(Dataset excerpts on object pointing)
**********

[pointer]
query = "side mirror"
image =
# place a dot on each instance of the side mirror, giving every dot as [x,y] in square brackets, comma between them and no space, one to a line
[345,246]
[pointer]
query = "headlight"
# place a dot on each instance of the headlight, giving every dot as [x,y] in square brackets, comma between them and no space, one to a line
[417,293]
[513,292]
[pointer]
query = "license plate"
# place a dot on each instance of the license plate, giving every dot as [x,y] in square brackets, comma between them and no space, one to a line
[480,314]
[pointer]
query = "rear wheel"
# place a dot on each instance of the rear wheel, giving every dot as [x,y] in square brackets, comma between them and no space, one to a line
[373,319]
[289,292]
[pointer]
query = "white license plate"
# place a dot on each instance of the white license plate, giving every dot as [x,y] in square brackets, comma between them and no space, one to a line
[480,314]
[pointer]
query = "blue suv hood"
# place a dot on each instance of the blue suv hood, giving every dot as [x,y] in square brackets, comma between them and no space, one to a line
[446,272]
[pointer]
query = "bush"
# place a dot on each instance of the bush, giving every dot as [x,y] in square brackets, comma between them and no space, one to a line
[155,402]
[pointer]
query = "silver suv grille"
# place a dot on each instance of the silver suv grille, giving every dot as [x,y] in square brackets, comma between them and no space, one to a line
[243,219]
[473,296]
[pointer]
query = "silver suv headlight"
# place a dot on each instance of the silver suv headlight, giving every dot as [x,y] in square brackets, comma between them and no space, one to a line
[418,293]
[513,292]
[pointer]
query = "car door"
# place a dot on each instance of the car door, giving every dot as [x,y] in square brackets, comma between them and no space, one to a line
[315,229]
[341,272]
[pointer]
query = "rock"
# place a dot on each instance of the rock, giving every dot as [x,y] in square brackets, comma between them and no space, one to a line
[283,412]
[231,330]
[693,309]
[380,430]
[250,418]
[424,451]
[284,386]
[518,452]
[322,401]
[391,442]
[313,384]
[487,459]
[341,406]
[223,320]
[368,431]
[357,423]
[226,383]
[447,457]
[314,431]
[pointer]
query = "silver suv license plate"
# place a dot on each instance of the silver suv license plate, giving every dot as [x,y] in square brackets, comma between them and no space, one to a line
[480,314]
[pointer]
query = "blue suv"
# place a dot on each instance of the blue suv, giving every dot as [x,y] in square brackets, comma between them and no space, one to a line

**********

** What the task requires **
Write out each line of the data above again, exactly as given.

** Task result **
[pointer]
query = "side mirror"
image =
# place a dot on each instance of the side mirror, giving every dot as [x,y] in square brackets, comma between them and no space, one to a line
[345,246]
[pointer]
query = "headlight"
# place a dot on each instance of the headlight, giving every dot as [x,y] in square brackets, comma between them and no space, one to a line
[417,293]
[513,292]
[pointer]
query = "license plate"
# place a dot on each instance of the license plate, giving every dot as [x,y] in square brackets, comma between them and no space, one to a line
[480,314]
[pointer]
query = "rear wheel"
# place a dot on each instance of the rear wheel, giving every dot as [x,y] in square brackets, comma between them and no space, one to a line
[373,319]
[289,292]
[pointer]
query = "white license plate"
# place a dot on each instance of the white license plate, giving every dot as [x,y] in square brackets, comma between them and no space, one to a line
[480,314]
[pointer]
query = "blue suv hood"
# place a dot on each instance of the blue suv hood, giving every dot as [x,y] in square brackets, comma between them and no space, one to a line
[446,272]
[pointer]
query = "bush"
# place a dot on each instance of the bush, giving every dot as [x,y] in square brackets, comma between them and no space, one to a line
[155,402]
[pointer]
query = "silver suv grille"
# place a dot on each instance of the silver suv grille, giving every dot as [x,y] in square brackets, comma between them and no space, one to a line
[243,219]
[473,296]
[pointer]
query = "silver suv headlight"
# place a dot on each instance of the silver suv headlight, giving every dot as [x,y] in square brackets, comma between them and no space, one to a line
[418,293]
[513,292]
[pointer]
query = "car door"
# place a dot on each instance of the car door, giving every dot as [x,y] in square brackets, comma between them and no space, one to a line
[315,229]
[341,272]
[pointer]
query = "rock"
# place a dot on each instance of the rock, giving every dot as [x,y] in square brackets, comma between them and no space, one to a line
[283,412]
[231,330]
[693,309]
[380,430]
[250,418]
[424,451]
[284,386]
[518,452]
[322,401]
[391,442]
[313,384]
[487,459]
[341,406]
[223,320]
[368,431]
[357,423]
[226,383]
[447,457]
[314,431]
[pointer]
query = "silver suv license plate"
# place a dot on each instance of the silver suv license plate, giving every dot as [x,y] in square brackets, comma between them and no space, one to a line
[480,314]
[pointer]
query = "blue suv"
# place a dot on each instance of the blue suv, giving every dot as [x,y] in square brackets, comma between them and no space, one to a line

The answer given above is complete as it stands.